-- START GIVEN TEXT --

James Ramage released from Beechworth prison: Source, the AGE

James Ramage was released from prison last Friday, after only eight years following his conviction for strangling and bashing his wife, Julie, to death in their house and burying her in a shallow grave. The details of the case reveal a textbook case of a controlling, abusive spouse who killed his wife rather than let her leave.

One reason the Ramage case has been in the news so much is that it was the last time the defence of “provocation” was used in a court case in Victoria. That was the reason for the derisory sentence, and since the case exposed the enormous injustices flowing from that defence, the law was changed. The law moves slowly, but social mores change more slowly still.

The silencing argument that women of the Anglophone “Western Civilisation”, or whatever you would like to call it, are completely liberated, done and dusted, and have no business complaining about anything, has continued unabated lately. In such a cultural climate, a few people were rocked back on their heels when Phil Cleary and Julie Ramage’s sister Jane described her murder as an “honour” killing. But you know what? They’re right.

A couple of years ago I heard Germaine Greer reply to a question from the late Pamela Bone, as to why we (meaning anglophone “western” feminists) weren’t doing more to liberate our sisters in the Muslim world. Her answer was in two parts, and the first part was about our absence of standing in that world. The second part was that we haven’t yet cleaned up our own back yard. There is a pervasive myth in our “western” society that harsh and primitive crimes of misogyny only happen There, perpetrated by Them, those Others. Therefore, Western feminism is a hobby for genteel and well-off middle class women who enjoy perfect equality in their world. It’s false. Let’s not let them get away with it.

-- END GIVEN TEXT --
-- START DATA EXTRACT --

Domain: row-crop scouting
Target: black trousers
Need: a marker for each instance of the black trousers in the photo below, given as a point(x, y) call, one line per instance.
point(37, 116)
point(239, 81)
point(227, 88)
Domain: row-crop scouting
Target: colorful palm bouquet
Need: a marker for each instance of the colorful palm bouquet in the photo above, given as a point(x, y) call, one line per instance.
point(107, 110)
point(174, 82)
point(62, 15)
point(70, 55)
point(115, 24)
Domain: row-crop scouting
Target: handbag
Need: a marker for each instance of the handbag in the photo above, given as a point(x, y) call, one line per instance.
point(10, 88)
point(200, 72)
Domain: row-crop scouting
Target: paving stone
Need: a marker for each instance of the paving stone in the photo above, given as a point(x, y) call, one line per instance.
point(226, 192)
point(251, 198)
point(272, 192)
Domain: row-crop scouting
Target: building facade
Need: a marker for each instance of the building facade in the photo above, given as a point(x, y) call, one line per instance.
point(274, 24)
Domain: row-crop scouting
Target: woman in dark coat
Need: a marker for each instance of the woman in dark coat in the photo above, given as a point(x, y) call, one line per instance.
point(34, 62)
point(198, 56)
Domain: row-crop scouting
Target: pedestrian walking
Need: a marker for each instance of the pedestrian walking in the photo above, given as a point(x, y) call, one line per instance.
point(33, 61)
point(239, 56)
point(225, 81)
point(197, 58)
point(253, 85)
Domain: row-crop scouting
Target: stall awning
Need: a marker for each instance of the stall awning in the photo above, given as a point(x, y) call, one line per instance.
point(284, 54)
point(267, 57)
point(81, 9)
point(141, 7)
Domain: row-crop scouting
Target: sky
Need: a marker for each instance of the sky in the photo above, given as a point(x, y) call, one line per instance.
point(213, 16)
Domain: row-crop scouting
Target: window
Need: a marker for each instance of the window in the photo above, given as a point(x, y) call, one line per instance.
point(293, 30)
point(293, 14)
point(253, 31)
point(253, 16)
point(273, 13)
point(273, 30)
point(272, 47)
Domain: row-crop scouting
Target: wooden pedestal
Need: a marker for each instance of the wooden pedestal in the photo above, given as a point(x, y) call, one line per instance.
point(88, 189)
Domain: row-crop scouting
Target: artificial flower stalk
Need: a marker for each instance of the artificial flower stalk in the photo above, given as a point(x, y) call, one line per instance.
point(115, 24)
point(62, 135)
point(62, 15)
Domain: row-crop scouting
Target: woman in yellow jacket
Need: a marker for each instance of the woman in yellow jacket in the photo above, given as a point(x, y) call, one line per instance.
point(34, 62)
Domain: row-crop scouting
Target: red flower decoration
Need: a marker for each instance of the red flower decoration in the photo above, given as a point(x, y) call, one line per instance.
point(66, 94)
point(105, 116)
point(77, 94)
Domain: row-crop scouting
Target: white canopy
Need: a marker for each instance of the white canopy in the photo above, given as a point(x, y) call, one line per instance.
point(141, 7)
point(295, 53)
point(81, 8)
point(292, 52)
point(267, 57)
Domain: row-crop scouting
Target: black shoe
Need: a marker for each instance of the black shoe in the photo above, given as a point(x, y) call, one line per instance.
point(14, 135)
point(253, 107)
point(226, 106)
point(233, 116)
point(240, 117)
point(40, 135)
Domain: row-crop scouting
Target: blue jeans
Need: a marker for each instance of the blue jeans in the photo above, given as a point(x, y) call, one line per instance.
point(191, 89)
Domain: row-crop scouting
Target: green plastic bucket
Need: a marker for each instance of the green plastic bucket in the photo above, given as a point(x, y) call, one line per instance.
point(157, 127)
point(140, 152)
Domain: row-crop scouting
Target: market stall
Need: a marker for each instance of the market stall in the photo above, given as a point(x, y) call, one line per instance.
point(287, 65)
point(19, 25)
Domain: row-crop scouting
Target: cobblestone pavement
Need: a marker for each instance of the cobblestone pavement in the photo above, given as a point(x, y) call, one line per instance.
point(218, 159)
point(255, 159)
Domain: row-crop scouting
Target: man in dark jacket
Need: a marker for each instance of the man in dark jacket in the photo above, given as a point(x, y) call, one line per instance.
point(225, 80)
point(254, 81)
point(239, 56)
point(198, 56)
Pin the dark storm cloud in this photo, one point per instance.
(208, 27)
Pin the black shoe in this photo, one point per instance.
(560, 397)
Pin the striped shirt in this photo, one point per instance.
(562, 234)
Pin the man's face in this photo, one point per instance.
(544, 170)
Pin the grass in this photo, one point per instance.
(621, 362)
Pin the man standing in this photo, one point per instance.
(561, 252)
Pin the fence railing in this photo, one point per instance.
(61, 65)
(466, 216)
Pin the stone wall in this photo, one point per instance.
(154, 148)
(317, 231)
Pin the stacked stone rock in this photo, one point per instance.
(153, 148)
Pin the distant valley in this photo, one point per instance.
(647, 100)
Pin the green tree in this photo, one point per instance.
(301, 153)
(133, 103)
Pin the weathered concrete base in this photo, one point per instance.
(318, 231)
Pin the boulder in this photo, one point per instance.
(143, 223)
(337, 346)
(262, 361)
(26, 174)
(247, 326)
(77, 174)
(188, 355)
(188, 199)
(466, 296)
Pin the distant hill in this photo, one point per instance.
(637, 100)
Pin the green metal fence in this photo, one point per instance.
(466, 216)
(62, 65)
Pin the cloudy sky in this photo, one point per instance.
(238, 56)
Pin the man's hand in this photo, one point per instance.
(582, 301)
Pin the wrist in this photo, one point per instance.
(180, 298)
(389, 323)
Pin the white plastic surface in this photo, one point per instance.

-- END DATA EXTRACT --

**AIM A**
Answer these questions using the text on James Ramage's release, giving each answer on its own line with the matching mark:
(i) How many years after his conviction was James Ramage released from prison?
(ii) Which defence does the text say was used for the last time in a Victorian court in the Ramage case?
(iii) Who asked Germaine Greer why Western feminists weren't doing more to help women in the Muslim world?
**AIM B**
List every person named in the text on James Ramage's release.
**AIM C**
Reproduce the passage of the text on James Ramage's release between "James Ramage was" and "let her leave.", inclusive.

**TASK SOLUTION A**
(i) Eight years
(ii) Provocation
(iii) The late Pamela Bone

**TASK SOLUTION B**
- James Ramage
- Julie Ramage
- Phil Cleary
- Jane, Julie Ramage's sister
- Germaine Greer
- Pamela Bone

**TASK SOLUTION C**
James Ramage was released from prison last Friday, after only eight years following his conviction for strangling and bashing his wife, Julie, to death in their house and burying her in a shallow grave. The details of the case reveal a textbook case of a controlling, abusive spouse who killed his wife rather than let her leave.